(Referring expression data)

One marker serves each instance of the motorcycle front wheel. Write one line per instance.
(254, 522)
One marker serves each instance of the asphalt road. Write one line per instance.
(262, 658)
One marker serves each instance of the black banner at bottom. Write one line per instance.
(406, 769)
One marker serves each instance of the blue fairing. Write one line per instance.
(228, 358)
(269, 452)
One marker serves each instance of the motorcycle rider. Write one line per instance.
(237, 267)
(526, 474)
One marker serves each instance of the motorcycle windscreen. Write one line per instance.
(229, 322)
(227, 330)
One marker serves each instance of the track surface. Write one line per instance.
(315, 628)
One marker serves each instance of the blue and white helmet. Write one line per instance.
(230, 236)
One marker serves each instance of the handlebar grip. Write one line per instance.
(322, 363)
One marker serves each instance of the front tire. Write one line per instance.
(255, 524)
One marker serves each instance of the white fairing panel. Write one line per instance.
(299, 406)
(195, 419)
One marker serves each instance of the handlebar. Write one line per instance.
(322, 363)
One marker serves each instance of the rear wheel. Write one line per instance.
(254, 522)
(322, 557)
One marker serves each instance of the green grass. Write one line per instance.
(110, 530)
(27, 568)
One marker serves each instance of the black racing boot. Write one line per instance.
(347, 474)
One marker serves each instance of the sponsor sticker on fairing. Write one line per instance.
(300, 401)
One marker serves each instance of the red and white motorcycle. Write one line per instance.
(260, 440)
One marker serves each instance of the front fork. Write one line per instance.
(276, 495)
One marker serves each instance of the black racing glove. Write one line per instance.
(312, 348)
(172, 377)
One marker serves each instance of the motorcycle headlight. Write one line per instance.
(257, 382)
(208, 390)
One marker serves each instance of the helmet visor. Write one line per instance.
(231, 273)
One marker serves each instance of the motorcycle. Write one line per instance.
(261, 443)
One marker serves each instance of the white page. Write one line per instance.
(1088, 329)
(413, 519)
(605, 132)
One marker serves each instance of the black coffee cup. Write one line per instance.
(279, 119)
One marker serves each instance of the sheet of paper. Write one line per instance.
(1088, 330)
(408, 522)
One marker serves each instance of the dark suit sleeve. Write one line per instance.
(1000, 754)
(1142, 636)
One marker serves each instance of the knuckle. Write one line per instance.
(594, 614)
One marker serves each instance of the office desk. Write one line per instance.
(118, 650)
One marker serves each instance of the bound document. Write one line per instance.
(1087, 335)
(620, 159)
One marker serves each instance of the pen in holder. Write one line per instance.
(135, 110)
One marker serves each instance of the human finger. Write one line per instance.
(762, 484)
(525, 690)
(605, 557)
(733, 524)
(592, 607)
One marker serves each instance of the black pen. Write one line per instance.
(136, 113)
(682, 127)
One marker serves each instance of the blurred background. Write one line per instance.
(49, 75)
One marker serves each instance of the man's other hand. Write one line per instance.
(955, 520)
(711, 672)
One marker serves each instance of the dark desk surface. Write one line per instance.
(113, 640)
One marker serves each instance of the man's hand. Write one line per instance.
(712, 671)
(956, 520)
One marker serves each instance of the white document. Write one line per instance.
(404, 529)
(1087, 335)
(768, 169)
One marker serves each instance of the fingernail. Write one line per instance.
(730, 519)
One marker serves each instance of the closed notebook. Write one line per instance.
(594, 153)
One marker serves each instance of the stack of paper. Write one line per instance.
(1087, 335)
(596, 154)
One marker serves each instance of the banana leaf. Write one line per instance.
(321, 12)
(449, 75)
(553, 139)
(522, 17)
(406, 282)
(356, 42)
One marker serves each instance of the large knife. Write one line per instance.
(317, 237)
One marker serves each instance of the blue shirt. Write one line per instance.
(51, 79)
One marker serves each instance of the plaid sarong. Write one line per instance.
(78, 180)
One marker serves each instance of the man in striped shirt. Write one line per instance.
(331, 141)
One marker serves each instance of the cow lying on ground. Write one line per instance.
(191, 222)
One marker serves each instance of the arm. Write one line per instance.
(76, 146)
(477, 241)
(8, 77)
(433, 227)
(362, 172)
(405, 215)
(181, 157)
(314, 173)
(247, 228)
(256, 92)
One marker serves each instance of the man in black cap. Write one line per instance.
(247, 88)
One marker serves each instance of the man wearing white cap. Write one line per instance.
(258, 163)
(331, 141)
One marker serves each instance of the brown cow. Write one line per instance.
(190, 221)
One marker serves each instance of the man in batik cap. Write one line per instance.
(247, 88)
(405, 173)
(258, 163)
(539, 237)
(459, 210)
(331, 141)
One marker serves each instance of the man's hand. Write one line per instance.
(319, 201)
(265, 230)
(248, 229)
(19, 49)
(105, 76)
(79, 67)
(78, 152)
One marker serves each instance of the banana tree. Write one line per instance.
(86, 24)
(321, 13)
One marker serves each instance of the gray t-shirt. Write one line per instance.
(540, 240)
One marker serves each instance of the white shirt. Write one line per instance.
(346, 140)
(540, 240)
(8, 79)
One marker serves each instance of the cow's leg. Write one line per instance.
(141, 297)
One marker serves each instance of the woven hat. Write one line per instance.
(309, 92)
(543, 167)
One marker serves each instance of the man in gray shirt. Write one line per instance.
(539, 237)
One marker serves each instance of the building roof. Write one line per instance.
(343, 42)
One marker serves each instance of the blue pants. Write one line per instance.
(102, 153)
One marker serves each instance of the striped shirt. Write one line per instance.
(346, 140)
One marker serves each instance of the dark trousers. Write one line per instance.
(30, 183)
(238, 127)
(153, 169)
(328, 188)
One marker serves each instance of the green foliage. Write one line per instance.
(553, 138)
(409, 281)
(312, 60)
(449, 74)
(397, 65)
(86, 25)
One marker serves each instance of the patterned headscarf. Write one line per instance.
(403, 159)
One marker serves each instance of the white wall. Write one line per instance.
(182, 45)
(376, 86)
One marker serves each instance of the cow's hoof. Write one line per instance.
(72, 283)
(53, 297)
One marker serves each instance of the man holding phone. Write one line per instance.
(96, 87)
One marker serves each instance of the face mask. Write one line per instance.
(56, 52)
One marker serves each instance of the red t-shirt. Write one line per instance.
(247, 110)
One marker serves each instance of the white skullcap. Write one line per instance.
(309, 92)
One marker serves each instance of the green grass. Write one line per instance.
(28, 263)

◆ **Exercise details**
All of the data above should be reproduced word for word.

◆ **Response to this exercise**
One marker serves each instance of the motorcycle front wheel. Write one line per instance.
(254, 522)
One marker serves each instance of the asphalt road. Write one line per instance.
(262, 658)
One marker serves each instance of the black banner at bottom. Write one line per instance.
(406, 769)
One marker serves each instance of the blue fairing. Write one line per instance.
(228, 358)
(269, 452)
One marker serves each instance of the motorcycle rider. Write one line per instance.
(237, 267)
(526, 474)
One marker serves each instance of the motorcycle windscreen. Write one line per instance.
(229, 322)
(227, 330)
One marker serves each instance of the track surface. Write one line per instance.
(315, 628)
One marker serves each instance of the blue and white helmet. Write one line per instance.
(230, 236)
One marker serves each instance of the handlebar grip. Write one line per instance.
(322, 363)
One marker serves each instance of the front tire. Write one line per instance.
(255, 524)
One marker serves each instance of the white fairing panel. Write one line per instance.
(299, 406)
(195, 419)
One marker serves each instance of the handlebar. Write one line per instance.
(322, 363)
One marker serves each instance of the rear wheel. Write one line per instance.
(254, 522)
(322, 557)
One marker serves each instance of the green grass. Write one line per instance.
(110, 530)
(27, 568)
One marker serves each instance of the black racing boot. Write one line per instance.
(347, 474)
One marker serves each instance of the sponsor sticker on fairing. Write one line per instance.
(300, 401)
One marker serves each instance of the red and white motorcycle. Write one line per instance.
(260, 440)
One marker serves each instance of the front fork. Write one line per instance.
(276, 495)
One marker serves each instance of the black racing glove. Write one line per instance.
(312, 348)
(172, 377)
One marker serves each instance of the motorcycle headlight. Write one line per instance.
(257, 382)
(208, 390)
One marker serves each instance of the helmet visor. Write one line per instance.
(231, 273)
One marker serves each instance of the motorcycle. Write one line per instance.
(261, 443)
One marker serves each instance of the white page. Write one line per instance.
(1088, 329)
(413, 519)
(605, 132)
One marker serves each instance of the black coffee cup. Write one line per instance.
(279, 119)
One marker serves each instance of the sheet of paper. Write one line per instance.
(1088, 330)
(408, 522)
One marker serves each instance of the dark suit sleeve. Write one line per instance.
(1000, 754)
(1142, 636)
One marker serves each instance of the knuckle. Write one line per instance.
(594, 614)
One marker serves each instance of the office desk. Write one line per instance.
(118, 650)
One marker serves each instance of the bound document. Write one line per instance.
(1087, 335)
(620, 159)
One marker serves each instance of the pen in holder. Write one line per instance.
(135, 110)
One marker serves each instance of the human finger. Write one line per instance.
(762, 484)
(525, 690)
(605, 557)
(733, 524)
(592, 607)
One marker serves each instance of the black pen. Write one line per instance.
(136, 113)
(682, 127)
One marker serves each instance of the blurred background. Write one line per instance.
(49, 75)
One marker serves each instance of the man's other hand. Write one line per instance.
(955, 520)
(711, 672)
One marker serves each instance of the dark desk surface. Write one line per instance.
(113, 640)
One marker serves each instance of the man's hand. Write one line per instance.
(712, 671)
(956, 520)
One marker serves each instance of the white document. Write one line per instance.
(404, 529)
(1087, 335)
(768, 169)
One marker serves each instance of the fingernail. Write one line per instance.
(730, 519)
One marker serves each instance of the closed notebook. Write one line per instance.
(594, 153)
One marker serves each instance of the stack of paper. Write one line per instance.
(1087, 335)
(596, 154)
One marker serves each instance of the banana leaf. Write one line per instance.
(321, 12)
(449, 75)
(553, 139)
(522, 17)
(406, 282)
(356, 42)
One marker serves each instance of the large knife. Write one line per instance.
(317, 237)
One marker serves each instance of the blue shirt. Write one line per instance.
(51, 79)
One marker serves each instance of the plaid sarong. Write one line per instance.
(78, 180)
One marker serves each instance of the man in striped shirt. Write one line per instance.
(331, 141)
One marker serves each instance of the cow lying on ground. Write one line per instance.
(191, 222)
One marker serves each instance of the arm. Write one line per instance.
(76, 146)
(477, 241)
(8, 77)
(433, 227)
(362, 172)
(405, 215)
(181, 157)
(314, 173)
(247, 228)
(256, 92)
One marker serves each instance of the man in black cap. Write one line per instance.
(247, 88)
One marker serves each instance of the man wearing white cap. Write one line per instance.
(258, 163)
(331, 141)
One marker serves each instance of the brown cow. Write one line per instance.
(190, 221)
One marker serves each instance of the man in batik cap. Write one line per instance.
(247, 88)
(405, 173)
(258, 163)
(539, 237)
(459, 210)
(331, 141)
One marker serves each instance of the man's hand. Write one line per instance.
(319, 201)
(265, 230)
(248, 229)
(19, 49)
(105, 76)
(79, 67)
(78, 152)
One marker serves each instance of the banana tree. Write one line per instance.
(86, 24)
(321, 13)
One marker serves each instance of the gray t-shirt. Write one line per instance.
(540, 240)
One marker serves each instance of the white shirt. Write one line per instance.
(346, 140)
(540, 240)
(8, 79)
One marker serves each instance of the cow's leg. Write one line per instance.
(141, 297)
One marker serves each instance of the woven hat. Write one line per instance.
(309, 92)
(543, 167)
One marker serves each instance of the man in gray shirt. Write one line per instance.
(539, 237)
One marker serves each instance of the building roof. Write one line per instance.
(343, 42)
One marker serves each instance of the blue pants. Write one line per instance.
(102, 153)
One marker serves each instance of the striped shirt. Write one line per instance.
(346, 140)
One marker serves each instance of the dark trousers. Write one line per instance.
(30, 183)
(238, 127)
(153, 169)
(328, 188)
One marker serves each instance of the green foliage. Write one line per instance.
(553, 138)
(409, 281)
(312, 60)
(449, 74)
(397, 65)
(86, 25)
One marker serves each instance of the patterned headscarf. Write one line per instance.
(403, 159)
One marker serves each instance of the white wall. Write one line per instance.
(182, 45)
(376, 86)
One marker serves each instance of the cow's hoof. Write one line per instance.
(72, 283)
(53, 297)
One marker serves each instance of the man holding phone. Write one line per instance.
(96, 87)
One marker serves each instance of the face mask. Write one line per instance.
(56, 52)
One marker serves each instance of the red t-shirt. Write one line per instance.
(247, 110)
One marker serves each instance of the white skullcap. Write one line per instance.
(309, 92)
One marker serves each instance of the green grass. Write one line per instance.
(28, 263)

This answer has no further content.